◆ Exercise task ◆
Reproduce the material below word for word, keeping every line in its original order.

◆ Information shown ◆

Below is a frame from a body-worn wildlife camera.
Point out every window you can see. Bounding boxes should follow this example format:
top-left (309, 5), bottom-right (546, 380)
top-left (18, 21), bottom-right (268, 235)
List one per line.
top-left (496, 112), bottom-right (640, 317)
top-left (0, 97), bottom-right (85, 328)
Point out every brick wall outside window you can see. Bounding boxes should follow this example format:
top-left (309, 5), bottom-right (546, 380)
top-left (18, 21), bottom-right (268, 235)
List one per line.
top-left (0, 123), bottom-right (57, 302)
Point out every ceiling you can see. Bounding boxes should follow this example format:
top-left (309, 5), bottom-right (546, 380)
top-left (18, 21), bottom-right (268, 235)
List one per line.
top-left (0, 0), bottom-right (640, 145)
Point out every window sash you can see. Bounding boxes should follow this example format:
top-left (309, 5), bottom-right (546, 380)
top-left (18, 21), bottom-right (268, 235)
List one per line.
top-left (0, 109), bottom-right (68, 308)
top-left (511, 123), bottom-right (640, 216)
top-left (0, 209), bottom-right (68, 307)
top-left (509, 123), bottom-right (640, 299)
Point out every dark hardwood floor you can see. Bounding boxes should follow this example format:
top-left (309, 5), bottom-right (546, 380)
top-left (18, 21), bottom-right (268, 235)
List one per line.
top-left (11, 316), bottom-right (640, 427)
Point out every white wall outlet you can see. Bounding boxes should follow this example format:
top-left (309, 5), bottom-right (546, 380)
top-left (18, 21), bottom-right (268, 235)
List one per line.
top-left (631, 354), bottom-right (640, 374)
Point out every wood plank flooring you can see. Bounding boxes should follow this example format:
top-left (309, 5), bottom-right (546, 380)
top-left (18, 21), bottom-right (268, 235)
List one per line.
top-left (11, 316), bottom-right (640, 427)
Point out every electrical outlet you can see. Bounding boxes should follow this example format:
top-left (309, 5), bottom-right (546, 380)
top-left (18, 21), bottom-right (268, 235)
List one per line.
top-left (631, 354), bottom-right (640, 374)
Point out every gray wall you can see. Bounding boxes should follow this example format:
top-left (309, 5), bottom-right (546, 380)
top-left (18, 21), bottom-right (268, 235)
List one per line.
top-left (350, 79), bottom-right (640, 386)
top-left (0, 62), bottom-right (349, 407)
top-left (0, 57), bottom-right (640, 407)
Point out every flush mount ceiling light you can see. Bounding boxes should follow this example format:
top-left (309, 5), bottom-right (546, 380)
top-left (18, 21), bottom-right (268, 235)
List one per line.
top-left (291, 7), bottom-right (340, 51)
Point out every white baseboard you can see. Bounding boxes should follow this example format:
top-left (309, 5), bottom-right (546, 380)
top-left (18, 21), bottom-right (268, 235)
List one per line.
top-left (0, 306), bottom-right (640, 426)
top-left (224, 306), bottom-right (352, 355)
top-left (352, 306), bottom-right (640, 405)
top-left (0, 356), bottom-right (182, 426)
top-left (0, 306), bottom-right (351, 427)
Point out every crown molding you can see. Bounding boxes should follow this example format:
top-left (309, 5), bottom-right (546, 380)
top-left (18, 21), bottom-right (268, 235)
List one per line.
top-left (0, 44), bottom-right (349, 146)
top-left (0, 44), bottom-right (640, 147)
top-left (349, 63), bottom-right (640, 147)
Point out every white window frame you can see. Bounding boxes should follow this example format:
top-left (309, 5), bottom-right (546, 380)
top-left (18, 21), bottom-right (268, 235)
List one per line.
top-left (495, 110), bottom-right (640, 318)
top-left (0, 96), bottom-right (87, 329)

◆ Answer in full ◆
Below is a frame from a body-worn wildlife camera.
Point out every window you can see. Bounding boxes should follow this example format:
top-left (309, 5), bottom-right (546, 380)
top-left (18, 21), bottom-right (268, 235)
List one per line.
top-left (496, 112), bottom-right (640, 317)
top-left (0, 97), bottom-right (85, 328)
Point out every brick wall outside window you can see. Bounding boxes should follow this example format:
top-left (309, 5), bottom-right (546, 380)
top-left (18, 21), bottom-right (268, 235)
List one per line.
top-left (0, 123), bottom-right (57, 302)
Point out every ceiling you can see. Bounding boxes should follow this example format:
top-left (309, 5), bottom-right (546, 380)
top-left (18, 21), bottom-right (268, 235)
List one per line.
top-left (0, 0), bottom-right (640, 145)
Point out every window sash you can see. Bounding boxes should follow this example format:
top-left (309, 5), bottom-right (546, 380)
top-left (18, 21), bottom-right (268, 235)
List one per line.
top-left (0, 109), bottom-right (68, 308)
top-left (511, 123), bottom-right (640, 216)
top-left (0, 209), bottom-right (68, 307)
top-left (509, 123), bottom-right (640, 299)
Point out every dark hardwood floor you can see. Bounding boxes should follow this example format:
top-left (309, 5), bottom-right (546, 380)
top-left (18, 21), bottom-right (268, 235)
List one per line.
top-left (11, 316), bottom-right (640, 427)
Point out every white wall outlet you can see. Bounding boxes should follow this example format:
top-left (309, 5), bottom-right (546, 380)
top-left (18, 21), bottom-right (268, 235)
List one per line.
top-left (631, 354), bottom-right (640, 374)
Point out every wood plank flooring you can see. Bounding boxes should follow this example format:
top-left (309, 5), bottom-right (546, 380)
top-left (18, 21), bottom-right (268, 235)
List one per line.
top-left (11, 316), bottom-right (640, 427)
Point out every electrical outlet you can see. Bounding boxes should follow this example format:
top-left (309, 5), bottom-right (546, 380)
top-left (18, 21), bottom-right (268, 235)
List one per line.
top-left (631, 354), bottom-right (640, 374)
Point out every gray wall you can see. Bounding boxes should follow this example format:
top-left (309, 5), bottom-right (546, 380)
top-left (18, 21), bottom-right (268, 235)
List one per line.
top-left (350, 79), bottom-right (640, 386)
top-left (0, 62), bottom-right (349, 407)
top-left (0, 57), bottom-right (640, 407)
Point out every flush mount ceiling light you can see. Bounding boxes should follow this example format:
top-left (309, 5), bottom-right (546, 380)
top-left (18, 21), bottom-right (268, 235)
List one per line.
top-left (291, 7), bottom-right (340, 51)
Point out every white baseboard you can see. Bounding boxes should follow this example format:
top-left (309, 5), bottom-right (546, 380)
top-left (18, 21), bottom-right (268, 235)
List one per line.
top-left (0, 306), bottom-right (640, 426)
top-left (224, 306), bottom-right (352, 355)
top-left (352, 306), bottom-right (640, 405)
top-left (0, 356), bottom-right (182, 426)
top-left (0, 306), bottom-right (351, 427)
Point out every crown molding you can see. Bounding boxes should follow this example format:
top-left (309, 5), bottom-right (546, 380)
top-left (18, 21), bottom-right (268, 235)
List one per line.
top-left (0, 44), bottom-right (349, 146)
top-left (0, 44), bottom-right (640, 147)
top-left (349, 63), bottom-right (640, 147)
Point out every white window frame you can see. Bounding boxes should follow this example format:
top-left (309, 5), bottom-right (546, 380)
top-left (18, 21), bottom-right (268, 235)
List one per line.
top-left (495, 110), bottom-right (640, 318)
top-left (0, 96), bottom-right (87, 329)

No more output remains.